» WRITTEN TASK
Rewrite the material from the line containing "Mark one point on each instance of the wicker" through the end of the material, swapping "wicker" for "rattan" and leaving everything else unchanged.

────

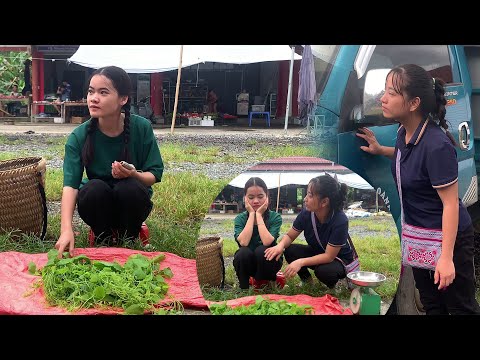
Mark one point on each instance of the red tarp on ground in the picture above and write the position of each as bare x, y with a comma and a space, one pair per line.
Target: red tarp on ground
16, 282
325, 305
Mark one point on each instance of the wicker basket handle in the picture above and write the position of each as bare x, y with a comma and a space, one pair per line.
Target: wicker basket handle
41, 172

────

» OUTPUT BELOW
Mark one point on each instance of the rattan basket handle in the picture above and write the position of each as bare x, y with a comma and a space, one pair per line.
Target: rattan basket handle
41, 172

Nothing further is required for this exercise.